### CYTOWANY FRAGMENT ###
W umowie może być zapis, że zlecenie zleceniobiorca musi wykonać zlecenie stosując dobre praktyki wytwarzania oprogramowania i z należytą starannością. Dosyć lakoniczne stwierdzenie może być powodem problemów prawnych – gdybym był biegłym sądowym w sprawie oprogramowania to w przypadku brakujących testów, na pewno byłoby to na niekorzyść autora kodu chyba, że w umowie jasno byłoby napisane, że klient nie chce testów.

Pozytywne testy jednostkowe, integracyjne i akceptacyjne stanowią o poprawności działania aplikacji – to co pisałem w pierwszym punkcie. Raport z testów może stanowić załącznik do protokołu odbioru oprogramowania co zabezpiecza nas przed późniejszymi roszczeniami z drugiej strony.

Każda zmiana testów w historii repozytorium i dobrze opisane commity w gicie pozwolą na późniejsze udowodnienie np. zmieniających się wymagań ze strony klienta. Jeśli zdarzy się zmiana wymagań to warto w commicie dodać na przykład taką informację: „Requirement changed: Change login button to blue” i ewentualnie dodając numer taska.

8. Rozwiązywanie trudnych problemów

Zdarza się problem, który jest na tyle skomplikowany, że nie wiadomo, z której strony zacząć, jakie klasy stworzyć, jak je połączyć. Logika takiego problemu jest na tyle duża, że nie mieści się w podręcznej pamięci mózgu i programista zaczyna stosować monkey development – czyli pisania różnych przypadkowych rozwiązań, często ctrl+v ze stackoverflow i sprawdzania czy zadziała.

Technika TDD (Test Driven Development) pozwala na praktycznie natychmiastowe zabranie się za programowanie i rozwiązywanie problemów małymi etapami. Każdy mały etap zawiera 3 kroki:

  1. napisanie testu
  2. napisanie kodu spełniającego test
  3. refaktoryzację

W momencie gdy coś zepsujesz, to będziesz mógł się cofnąć do poprzedniego miejsca, w którym kod działał. Te cofnięcie będzie bardzo małe, ponieważ piszesz test za testem, linijkę za linijką – usuniesz co najwyżej kilka linii kodu i stracisz co najwyżej kilka minut.

Oczywiście istnieje ryzyko, że zabetonujesz się i dojdziesz do martwego punktu z którego będzie trudno Ci wyjść ale wtedy możesz zrefaktorować lub przepisać całkowicie kod ale będzie trochę łatwiej, ponieważ  masz już do niego testy.
###
**ZESTAW ZADAŃ:**
#1 Co według cytowanego fragmentu może stanowić załącznik do protokołu odbioru oprogramowania?
#2 Wypisz wszystkie rodzaje testów wymienione z nazwy w cytowanym fragmencie.
#3 Przytocz z cytowanego fragmentu część, która zaczyna się od słów zawierających „Pozytywne testy jednostkowe, integracyjne”, a kończy na „z drugiej strony.”.
### PREZENTOWANE DANE ###
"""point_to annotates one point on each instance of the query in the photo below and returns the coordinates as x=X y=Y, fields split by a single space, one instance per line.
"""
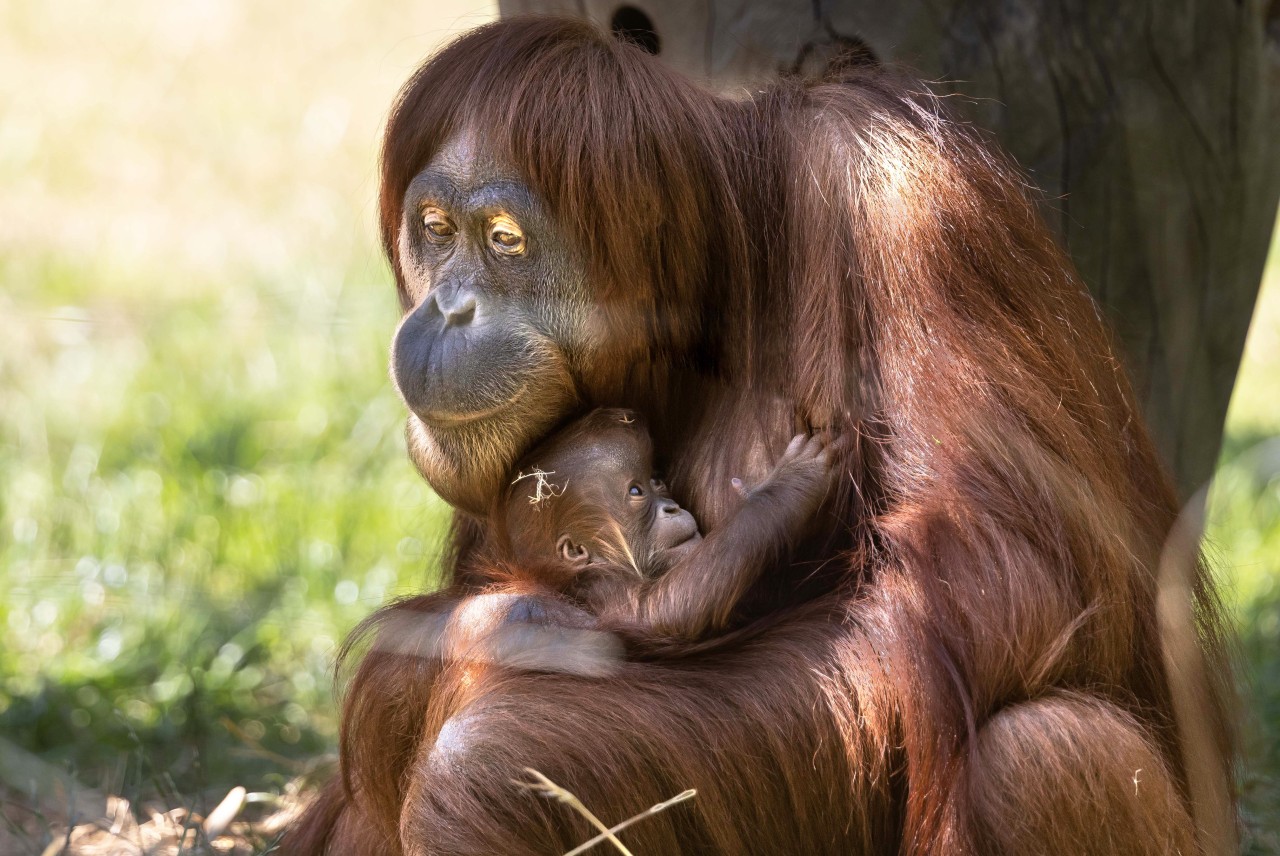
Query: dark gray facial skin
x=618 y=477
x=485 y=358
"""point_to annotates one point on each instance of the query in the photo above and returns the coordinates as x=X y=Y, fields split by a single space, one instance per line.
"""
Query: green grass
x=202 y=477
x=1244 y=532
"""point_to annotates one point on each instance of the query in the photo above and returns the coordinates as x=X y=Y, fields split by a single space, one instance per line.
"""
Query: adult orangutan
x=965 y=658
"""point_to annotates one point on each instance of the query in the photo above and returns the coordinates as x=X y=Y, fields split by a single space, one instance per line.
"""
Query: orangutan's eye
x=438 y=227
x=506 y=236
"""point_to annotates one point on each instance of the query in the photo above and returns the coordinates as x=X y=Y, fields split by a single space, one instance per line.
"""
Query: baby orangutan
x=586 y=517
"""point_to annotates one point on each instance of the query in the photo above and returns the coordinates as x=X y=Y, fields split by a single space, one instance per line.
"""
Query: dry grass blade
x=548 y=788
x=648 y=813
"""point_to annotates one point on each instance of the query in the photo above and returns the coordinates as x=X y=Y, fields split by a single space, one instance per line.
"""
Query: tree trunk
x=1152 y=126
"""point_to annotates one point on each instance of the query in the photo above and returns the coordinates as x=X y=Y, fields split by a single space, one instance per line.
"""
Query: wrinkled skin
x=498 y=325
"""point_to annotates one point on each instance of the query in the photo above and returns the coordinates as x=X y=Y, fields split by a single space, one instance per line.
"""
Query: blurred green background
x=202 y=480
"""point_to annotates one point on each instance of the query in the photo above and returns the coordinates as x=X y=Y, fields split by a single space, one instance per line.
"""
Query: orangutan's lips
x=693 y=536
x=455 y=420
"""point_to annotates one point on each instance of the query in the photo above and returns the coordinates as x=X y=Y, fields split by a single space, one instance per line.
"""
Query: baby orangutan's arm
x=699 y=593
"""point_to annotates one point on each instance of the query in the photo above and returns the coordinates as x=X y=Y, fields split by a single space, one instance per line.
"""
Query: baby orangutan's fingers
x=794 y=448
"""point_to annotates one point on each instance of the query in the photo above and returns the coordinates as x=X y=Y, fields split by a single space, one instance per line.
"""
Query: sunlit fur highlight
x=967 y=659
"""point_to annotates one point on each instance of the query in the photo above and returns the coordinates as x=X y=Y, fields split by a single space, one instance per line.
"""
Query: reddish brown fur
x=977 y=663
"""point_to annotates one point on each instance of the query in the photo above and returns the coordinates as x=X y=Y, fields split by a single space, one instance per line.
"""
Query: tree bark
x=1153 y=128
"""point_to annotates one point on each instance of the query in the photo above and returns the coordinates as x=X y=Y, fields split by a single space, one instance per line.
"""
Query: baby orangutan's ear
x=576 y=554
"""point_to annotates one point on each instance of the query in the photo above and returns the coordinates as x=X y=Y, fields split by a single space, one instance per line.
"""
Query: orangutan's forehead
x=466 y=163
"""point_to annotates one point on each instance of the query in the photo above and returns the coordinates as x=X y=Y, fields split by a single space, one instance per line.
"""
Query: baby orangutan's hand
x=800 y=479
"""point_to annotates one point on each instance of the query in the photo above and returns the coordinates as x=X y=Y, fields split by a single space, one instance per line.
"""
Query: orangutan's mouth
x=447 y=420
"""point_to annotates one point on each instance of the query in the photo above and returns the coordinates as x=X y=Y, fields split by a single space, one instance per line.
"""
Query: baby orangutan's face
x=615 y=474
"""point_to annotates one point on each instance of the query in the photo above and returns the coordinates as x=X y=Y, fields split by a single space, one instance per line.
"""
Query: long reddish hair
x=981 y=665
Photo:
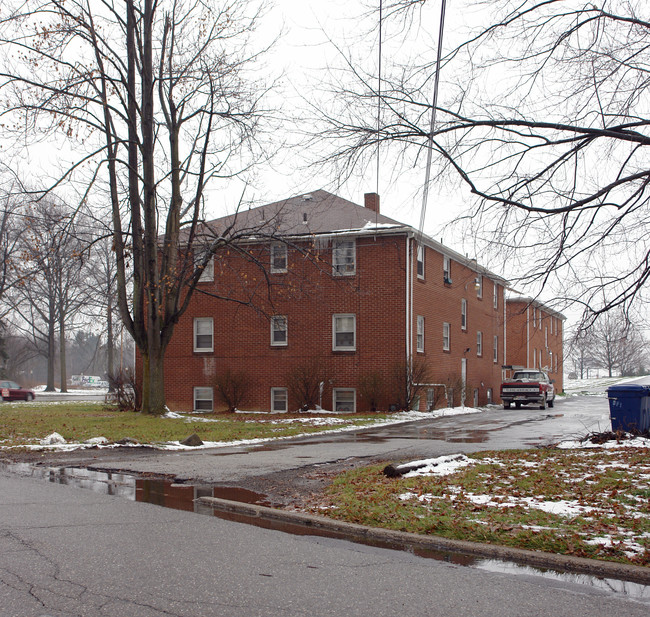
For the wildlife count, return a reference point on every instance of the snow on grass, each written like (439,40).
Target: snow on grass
###
**ODPOWIEDZI DO ZADAŃ:**
#1 Raport z testów.

#2
- testy jednostkowe
- testy integracyjne
- testy akceptacyjne

#3
Pozytywne testy jednostkowe, integracyjne i akceptacyjne stanowią o poprawności działania aplikacji – to co pisałem w pierwszym punkcie. Raport z testów może stanowić załącznik do protokołu odbioru oprogramowania co zabezpiecza nas przed późniejszymi roszczeniami z drugiej strony.